Nothing outside the range is wanted. Repeat exactly the lines below from the one with "phrase -- large boulder" through the one with "phrase -- polar bear's front leg".
══ Exercise data ══
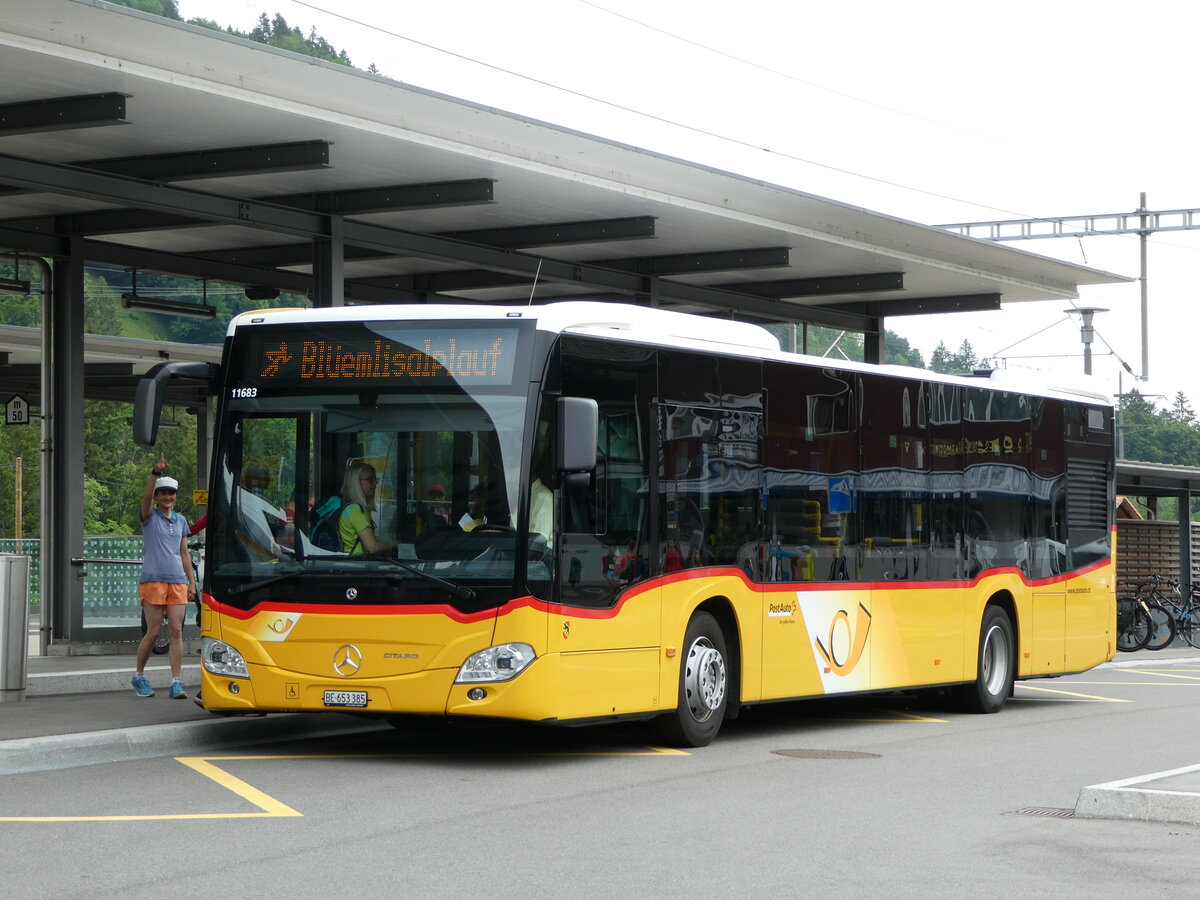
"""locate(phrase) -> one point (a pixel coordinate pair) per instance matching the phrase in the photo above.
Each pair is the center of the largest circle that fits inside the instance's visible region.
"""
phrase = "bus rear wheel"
(703, 685)
(994, 673)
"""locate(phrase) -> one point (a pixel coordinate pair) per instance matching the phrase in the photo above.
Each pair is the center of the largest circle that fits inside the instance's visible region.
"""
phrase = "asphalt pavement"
(81, 711)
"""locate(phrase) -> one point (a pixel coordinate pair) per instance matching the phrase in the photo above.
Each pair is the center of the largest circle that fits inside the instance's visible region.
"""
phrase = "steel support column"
(63, 445)
(329, 265)
(1186, 575)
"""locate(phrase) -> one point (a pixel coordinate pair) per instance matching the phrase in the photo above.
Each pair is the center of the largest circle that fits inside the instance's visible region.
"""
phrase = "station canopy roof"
(159, 147)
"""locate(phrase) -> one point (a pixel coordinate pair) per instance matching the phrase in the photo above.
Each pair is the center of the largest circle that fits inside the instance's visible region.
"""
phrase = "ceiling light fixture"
(173, 307)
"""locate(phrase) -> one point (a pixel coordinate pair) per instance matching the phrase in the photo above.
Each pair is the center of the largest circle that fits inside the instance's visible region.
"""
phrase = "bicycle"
(1162, 617)
(1134, 627)
(1185, 613)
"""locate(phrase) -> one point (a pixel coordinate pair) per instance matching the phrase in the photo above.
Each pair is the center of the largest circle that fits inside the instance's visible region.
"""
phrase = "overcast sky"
(930, 111)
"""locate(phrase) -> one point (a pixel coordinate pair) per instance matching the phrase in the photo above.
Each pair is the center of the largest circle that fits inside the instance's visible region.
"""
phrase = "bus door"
(817, 622)
(605, 621)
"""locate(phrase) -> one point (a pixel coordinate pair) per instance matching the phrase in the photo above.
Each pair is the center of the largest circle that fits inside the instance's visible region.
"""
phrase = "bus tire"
(703, 685)
(994, 673)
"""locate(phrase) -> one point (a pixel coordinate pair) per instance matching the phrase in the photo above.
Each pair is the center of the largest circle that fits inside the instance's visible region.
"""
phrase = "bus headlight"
(222, 659)
(496, 664)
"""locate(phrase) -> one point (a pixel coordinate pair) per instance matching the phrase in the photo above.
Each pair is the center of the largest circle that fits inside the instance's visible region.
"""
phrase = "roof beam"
(817, 287)
(255, 214)
(395, 197)
(927, 305)
(515, 237)
(712, 262)
(222, 162)
(558, 233)
(84, 111)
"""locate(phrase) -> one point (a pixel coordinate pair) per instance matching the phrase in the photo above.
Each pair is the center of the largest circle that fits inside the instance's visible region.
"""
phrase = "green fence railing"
(109, 589)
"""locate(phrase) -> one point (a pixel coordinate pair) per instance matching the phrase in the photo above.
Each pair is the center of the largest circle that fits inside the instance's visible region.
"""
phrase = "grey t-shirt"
(161, 559)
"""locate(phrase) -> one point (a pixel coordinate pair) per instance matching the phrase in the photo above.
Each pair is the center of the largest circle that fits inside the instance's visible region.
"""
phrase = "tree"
(898, 352)
(1181, 412)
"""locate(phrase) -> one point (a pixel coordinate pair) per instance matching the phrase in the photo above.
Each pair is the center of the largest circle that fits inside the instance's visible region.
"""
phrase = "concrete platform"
(1171, 796)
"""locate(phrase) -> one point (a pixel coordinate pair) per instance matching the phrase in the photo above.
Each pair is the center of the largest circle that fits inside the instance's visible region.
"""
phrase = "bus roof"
(665, 328)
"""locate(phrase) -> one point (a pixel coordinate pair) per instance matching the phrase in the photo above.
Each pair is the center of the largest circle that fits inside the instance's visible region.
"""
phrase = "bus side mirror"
(151, 391)
(579, 423)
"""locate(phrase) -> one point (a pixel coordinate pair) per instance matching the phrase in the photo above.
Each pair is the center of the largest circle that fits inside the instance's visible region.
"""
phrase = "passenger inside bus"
(357, 527)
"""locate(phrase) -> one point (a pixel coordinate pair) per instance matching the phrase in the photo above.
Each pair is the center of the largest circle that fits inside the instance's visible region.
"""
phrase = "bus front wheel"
(703, 685)
(994, 673)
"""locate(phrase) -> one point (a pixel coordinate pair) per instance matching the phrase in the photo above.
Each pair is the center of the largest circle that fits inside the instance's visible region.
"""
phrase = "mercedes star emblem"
(347, 659)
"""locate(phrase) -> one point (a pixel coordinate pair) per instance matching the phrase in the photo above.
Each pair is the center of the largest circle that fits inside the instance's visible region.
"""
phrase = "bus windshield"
(348, 448)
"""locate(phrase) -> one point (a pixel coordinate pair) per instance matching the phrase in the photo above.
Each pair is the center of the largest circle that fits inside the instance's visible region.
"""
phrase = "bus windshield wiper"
(457, 591)
(264, 582)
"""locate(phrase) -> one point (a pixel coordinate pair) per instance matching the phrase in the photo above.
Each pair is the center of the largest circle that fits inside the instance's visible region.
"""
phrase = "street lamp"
(1086, 333)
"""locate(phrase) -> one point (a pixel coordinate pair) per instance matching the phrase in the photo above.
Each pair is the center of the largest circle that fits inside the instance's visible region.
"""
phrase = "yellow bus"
(585, 511)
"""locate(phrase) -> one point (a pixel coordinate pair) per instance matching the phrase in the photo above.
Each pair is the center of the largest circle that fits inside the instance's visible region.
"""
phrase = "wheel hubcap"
(703, 679)
(995, 660)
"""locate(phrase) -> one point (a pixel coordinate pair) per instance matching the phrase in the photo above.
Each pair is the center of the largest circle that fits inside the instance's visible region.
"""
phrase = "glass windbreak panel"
(382, 454)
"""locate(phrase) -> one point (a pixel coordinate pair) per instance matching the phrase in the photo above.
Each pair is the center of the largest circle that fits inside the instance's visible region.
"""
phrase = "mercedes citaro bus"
(636, 514)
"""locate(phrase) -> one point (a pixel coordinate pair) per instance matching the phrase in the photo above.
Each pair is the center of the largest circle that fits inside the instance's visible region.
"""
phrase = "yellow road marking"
(888, 715)
(1141, 684)
(269, 807)
(1164, 675)
(1084, 697)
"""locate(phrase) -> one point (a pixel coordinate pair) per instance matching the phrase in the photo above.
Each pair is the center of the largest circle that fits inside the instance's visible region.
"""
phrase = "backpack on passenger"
(325, 525)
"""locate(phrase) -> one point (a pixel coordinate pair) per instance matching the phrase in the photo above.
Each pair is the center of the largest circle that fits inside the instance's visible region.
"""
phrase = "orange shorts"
(162, 593)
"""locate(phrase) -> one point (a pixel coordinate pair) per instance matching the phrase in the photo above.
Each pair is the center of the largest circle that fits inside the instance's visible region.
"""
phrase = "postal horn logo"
(844, 647)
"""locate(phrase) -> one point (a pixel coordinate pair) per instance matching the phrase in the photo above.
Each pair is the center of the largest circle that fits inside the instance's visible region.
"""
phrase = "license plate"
(346, 699)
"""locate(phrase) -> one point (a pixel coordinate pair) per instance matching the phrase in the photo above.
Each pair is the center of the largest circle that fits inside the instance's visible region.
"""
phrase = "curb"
(95, 681)
(1132, 798)
(144, 742)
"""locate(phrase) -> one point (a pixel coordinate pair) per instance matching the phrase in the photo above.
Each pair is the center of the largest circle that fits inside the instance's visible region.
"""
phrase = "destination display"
(379, 354)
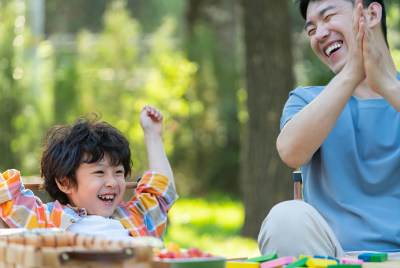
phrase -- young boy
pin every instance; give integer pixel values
(84, 167)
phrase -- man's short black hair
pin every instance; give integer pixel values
(303, 5)
(86, 141)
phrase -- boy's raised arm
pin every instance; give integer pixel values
(151, 123)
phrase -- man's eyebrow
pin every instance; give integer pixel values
(320, 14)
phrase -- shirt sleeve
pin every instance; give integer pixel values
(153, 198)
(20, 208)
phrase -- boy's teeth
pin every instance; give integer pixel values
(107, 197)
(332, 48)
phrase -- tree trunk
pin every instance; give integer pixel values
(265, 179)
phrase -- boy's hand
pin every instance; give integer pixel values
(151, 119)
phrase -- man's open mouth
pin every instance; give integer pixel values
(333, 48)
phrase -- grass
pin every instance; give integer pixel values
(211, 225)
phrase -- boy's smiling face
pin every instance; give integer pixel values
(100, 187)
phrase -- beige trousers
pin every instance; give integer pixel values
(293, 228)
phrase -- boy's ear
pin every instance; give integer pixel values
(374, 14)
(63, 185)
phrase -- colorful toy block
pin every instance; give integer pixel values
(378, 257)
(242, 265)
(365, 256)
(351, 261)
(345, 265)
(300, 263)
(319, 263)
(263, 258)
(373, 257)
(332, 258)
(278, 262)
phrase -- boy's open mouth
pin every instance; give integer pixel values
(107, 197)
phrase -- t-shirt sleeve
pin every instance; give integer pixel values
(19, 207)
(298, 99)
(153, 198)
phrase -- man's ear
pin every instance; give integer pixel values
(63, 185)
(374, 14)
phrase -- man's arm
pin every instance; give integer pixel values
(151, 122)
(306, 131)
(379, 67)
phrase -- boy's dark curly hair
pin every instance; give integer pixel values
(303, 5)
(86, 141)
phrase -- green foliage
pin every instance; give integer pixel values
(12, 31)
(213, 226)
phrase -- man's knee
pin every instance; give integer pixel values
(282, 224)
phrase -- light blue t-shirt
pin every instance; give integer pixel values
(353, 180)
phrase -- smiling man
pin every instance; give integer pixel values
(345, 137)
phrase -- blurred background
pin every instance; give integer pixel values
(220, 72)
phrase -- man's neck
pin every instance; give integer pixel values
(363, 91)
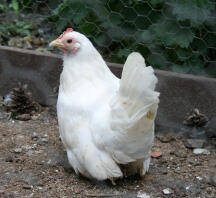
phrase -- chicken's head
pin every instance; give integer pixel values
(69, 41)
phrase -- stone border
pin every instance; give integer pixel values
(180, 93)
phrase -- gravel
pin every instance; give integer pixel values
(33, 163)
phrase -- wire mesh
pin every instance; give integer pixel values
(176, 35)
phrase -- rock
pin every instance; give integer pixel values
(44, 140)
(156, 154)
(211, 178)
(165, 138)
(142, 195)
(28, 187)
(9, 159)
(35, 136)
(194, 143)
(199, 151)
(17, 150)
(167, 191)
(23, 117)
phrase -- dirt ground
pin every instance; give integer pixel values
(33, 163)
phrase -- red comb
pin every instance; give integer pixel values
(66, 31)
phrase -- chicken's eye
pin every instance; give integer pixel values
(69, 41)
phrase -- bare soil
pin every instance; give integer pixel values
(33, 163)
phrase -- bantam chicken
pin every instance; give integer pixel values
(106, 124)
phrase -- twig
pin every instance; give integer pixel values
(103, 195)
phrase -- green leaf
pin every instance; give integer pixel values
(146, 36)
(158, 60)
(183, 54)
(169, 32)
(15, 5)
(27, 32)
(180, 68)
(196, 11)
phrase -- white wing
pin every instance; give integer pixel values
(126, 128)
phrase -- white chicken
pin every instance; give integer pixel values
(106, 124)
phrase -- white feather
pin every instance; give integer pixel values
(105, 121)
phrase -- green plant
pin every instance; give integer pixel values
(18, 5)
(20, 27)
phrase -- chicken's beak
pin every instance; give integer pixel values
(57, 43)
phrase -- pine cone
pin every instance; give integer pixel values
(195, 118)
(19, 102)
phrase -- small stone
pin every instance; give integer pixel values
(37, 41)
(23, 117)
(17, 150)
(9, 159)
(44, 140)
(165, 138)
(167, 191)
(142, 195)
(35, 117)
(211, 178)
(156, 154)
(199, 178)
(199, 151)
(27, 187)
(194, 143)
(35, 136)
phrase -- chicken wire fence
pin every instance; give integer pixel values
(176, 35)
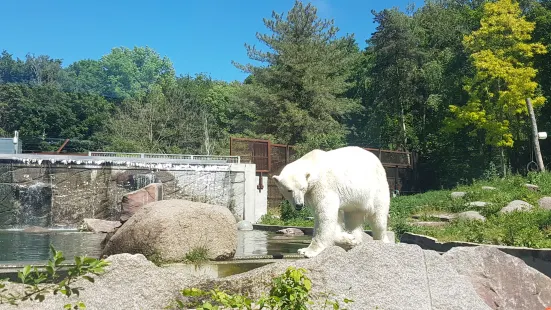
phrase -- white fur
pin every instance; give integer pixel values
(345, 187)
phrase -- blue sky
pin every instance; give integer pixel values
(198, 36)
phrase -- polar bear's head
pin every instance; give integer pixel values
(293, 184)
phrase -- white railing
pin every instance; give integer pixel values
(228, 159)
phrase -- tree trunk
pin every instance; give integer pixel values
(539, 159)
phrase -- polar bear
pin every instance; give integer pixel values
(345, 187)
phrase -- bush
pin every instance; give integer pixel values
(289, 291)
(38, 284)
(519, 228)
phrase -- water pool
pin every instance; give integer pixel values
(19, 248)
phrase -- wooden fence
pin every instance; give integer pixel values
(270, 158)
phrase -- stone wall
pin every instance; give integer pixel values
(80, 191)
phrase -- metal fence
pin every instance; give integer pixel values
(56, 194)
(227, 159)
(270, 158)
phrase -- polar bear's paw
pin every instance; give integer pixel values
(348, 240)
(308, 252)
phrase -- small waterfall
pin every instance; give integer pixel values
(142, 180)
(35, 204)
(8, 206)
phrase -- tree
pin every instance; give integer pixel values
(299, 95)
(180, 117)
(396, 59)
(501, 53)
(121, 74)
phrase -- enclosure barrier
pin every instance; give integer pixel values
(227, 159)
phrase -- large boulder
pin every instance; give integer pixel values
(129, 282)
(471, 215)
(100, 226)
(516, 205)
(169, 229)
(133, 201)
(503, 281)
(373, 274)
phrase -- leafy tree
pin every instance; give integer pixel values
(46, 110)
(180, 117)
(395, 75)
(502, 54)
(300, 94)
(38, 70)
(86, 76)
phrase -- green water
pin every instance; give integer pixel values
(21, 248)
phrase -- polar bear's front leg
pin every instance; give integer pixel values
(327, 228)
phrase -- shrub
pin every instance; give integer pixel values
(289, 291)
(38, 284)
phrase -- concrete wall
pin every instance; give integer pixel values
(87, 190)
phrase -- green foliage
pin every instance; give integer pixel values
(519, 228)
(527, 228)
(300, 95)
(289, 291)
(39, 283)
(289, 213)
(197, 255)
(501, 52)
(314, 88)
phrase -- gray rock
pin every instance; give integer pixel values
(456, 195)
(35, 229)
(290, 231)
(374, 274)
(478, 204)
(532, 187)
(130, 282)
(244, 225)
(100, 226)
(545, 203)
(516, 205)
(429, 224)
(503, 281)
(133, 201)
(169, 229)
(471, 215)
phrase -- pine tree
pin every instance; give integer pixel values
(300, 94)
(501, 53)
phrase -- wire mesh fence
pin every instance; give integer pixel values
(50, 195)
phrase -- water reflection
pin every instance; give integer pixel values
(18, 247)
(32, 248)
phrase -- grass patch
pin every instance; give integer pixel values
(527, 229)
(197, 255)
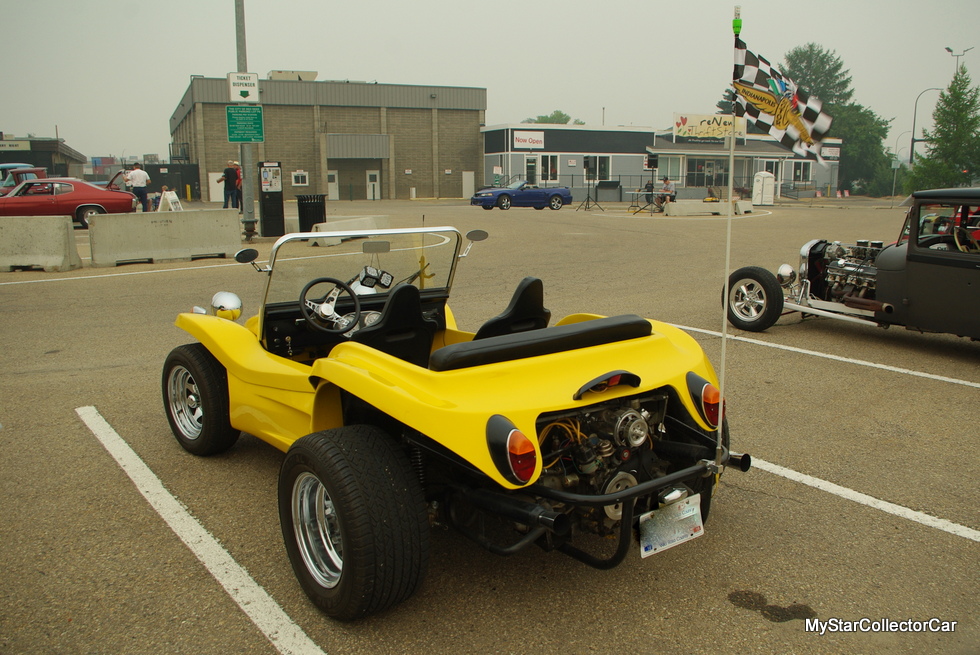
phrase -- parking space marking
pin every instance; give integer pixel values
(870, 501)
(287, 637)
(839, 358)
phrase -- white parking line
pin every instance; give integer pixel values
(870, 501)
(849, 360)
(287, 637)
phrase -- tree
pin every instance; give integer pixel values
(864, 164)
(819, 73)
(557, 117)
(953, 152)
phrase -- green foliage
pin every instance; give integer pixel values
(953, 152)
(557, 117)
(864, 164)
(819, 73)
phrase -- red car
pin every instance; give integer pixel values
(66, 196)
═══
> _Response_:
phrase -- large boulder
pin every instance; give integer pixel values
(129, 282)
(471, 215)
(100, 226)
(516, 205)
(169, 229)
(133, 201)
(503, 281)
(373, 274)
phrase -- leafy tree
pin every instance; give integer pixel values
(46, 110)
(180, 117)
(395, 75)
(502, 54)
(300, 94)
(38, 70)
(86, 76)
phrase -- green water
pin every instance; give integer pixel values
(21, 248)
phrase -- polar bear's front leg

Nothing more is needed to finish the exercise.